担当タスク:
以下のすべての記録について、空行を除いた各行を番号付きリストの形に書き直してください。

保存済みデータ項目
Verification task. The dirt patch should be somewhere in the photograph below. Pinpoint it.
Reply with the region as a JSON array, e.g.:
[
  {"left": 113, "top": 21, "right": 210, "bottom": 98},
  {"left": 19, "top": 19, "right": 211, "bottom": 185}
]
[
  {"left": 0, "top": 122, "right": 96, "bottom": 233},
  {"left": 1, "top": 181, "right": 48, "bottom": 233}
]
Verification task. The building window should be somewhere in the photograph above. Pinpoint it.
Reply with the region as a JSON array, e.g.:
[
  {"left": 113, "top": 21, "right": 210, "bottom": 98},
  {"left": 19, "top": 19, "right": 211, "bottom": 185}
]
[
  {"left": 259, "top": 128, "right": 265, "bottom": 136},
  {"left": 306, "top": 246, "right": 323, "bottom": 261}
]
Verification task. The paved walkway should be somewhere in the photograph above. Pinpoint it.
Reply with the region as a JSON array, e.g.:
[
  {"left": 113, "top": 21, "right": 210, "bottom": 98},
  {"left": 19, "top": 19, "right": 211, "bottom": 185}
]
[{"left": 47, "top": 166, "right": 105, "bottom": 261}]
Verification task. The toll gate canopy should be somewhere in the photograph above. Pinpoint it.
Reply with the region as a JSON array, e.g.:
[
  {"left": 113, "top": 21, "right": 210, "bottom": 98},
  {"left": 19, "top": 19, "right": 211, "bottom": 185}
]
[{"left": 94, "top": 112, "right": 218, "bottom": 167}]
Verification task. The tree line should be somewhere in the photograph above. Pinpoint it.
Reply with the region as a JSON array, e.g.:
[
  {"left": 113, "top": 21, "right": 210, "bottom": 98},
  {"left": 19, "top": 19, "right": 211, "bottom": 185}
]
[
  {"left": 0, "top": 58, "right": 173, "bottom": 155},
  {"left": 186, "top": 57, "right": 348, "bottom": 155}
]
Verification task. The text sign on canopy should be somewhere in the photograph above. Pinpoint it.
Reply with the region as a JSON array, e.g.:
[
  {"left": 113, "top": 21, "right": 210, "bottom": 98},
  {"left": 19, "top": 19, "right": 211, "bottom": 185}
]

問題の解答:
1. Verification task. The dirt patch should be somewhere in the photograph below. Pinpoint it.
2. Reply with the region as a JSON array, e.g.:
3. [
4.   {"left": 113, "top": 21, "right": 210, "bottom": 98},
5.   {"left": 19, "top": 19, "right": 211, "bottom": 185}
6. ]
7. [
8.   {"left": 0, "top": 122, "right": 96, "bottom": 233},
9.   {"left": 1, "top": 181, "right": 48, "bottom": 233}
10. ]
11. Verification task. The building window should be somewhere in the photograph above. Pinpoint it.
12. Reply with the region as a JSON array, e.g.:
13. [
14.   {"left": 113, "top": 21, "right": 210, "bottom": 98},
15.   {"left": 19, "top": 19, "right": 211, "bottom": 185}
16. ]
17. [
18.   {"left": 259, "top": 128, "right": 265, "bottom": 136},
19.   {"left": 306, "top": 246, "right": 323, "bottom": 261}
20. ]
21. Verification task. The paved walkway should be somewhere in the photograph above. Pinpoint it.
22. Reply with the region as a JSON array, e.g.:
23. [
24.   {"left": 113, "top": 21, "right": 210, "bottom": 98},
25.   {"left": 19, "top": 19, "right": 211, "bottom": 185}
26. ]
27. [{"left": 47, "top": 166, "right": 105, "bottom": 261}]
28. Verification task. The toll gate canopy should be somewhere in the photograph above. Pinpoint it.
29. Reply with the region as a JSON array, e.g.:
30. [
31.   {"left": 113, "top": 21, "right": 210, "bottom": 98},
32.   {"left": 19, "top": 19, "right": 211, "bottom": 185}
33. ]
34. [{"left": 94, "top": 112, "right": 218, "bottom": 167}]
35. Verification task. The tree line should be somewhere in the photograph above. Pinpoint it.
36. Reply with the region as a JSON array, e.g.:
37. [
38.   {"left": 113, "top": 21, "right": 210, "bottom": 98},
39.   {"left": 19, "top": 19, "right": 211, "bottom": 185}
40. ]
41. [
42.   {"left": 0, "top": 58, "right": 173, "bottom": 155},
43.   {"left": 186, "top": 57, "right": 348, "bottom": 155}
44. ]
45. Verification task. The text sign on canopy should be somewhere in the photograph above. Pinpoint it.
46. Reply with the region as a JSON array, e.g.:
47. [
48.   {"left": 113, "top": 21, "right": 210, "bottom": 98},
49.   {"left": 19, "top": 19, "right": 211, "bottom": 185}
50. ]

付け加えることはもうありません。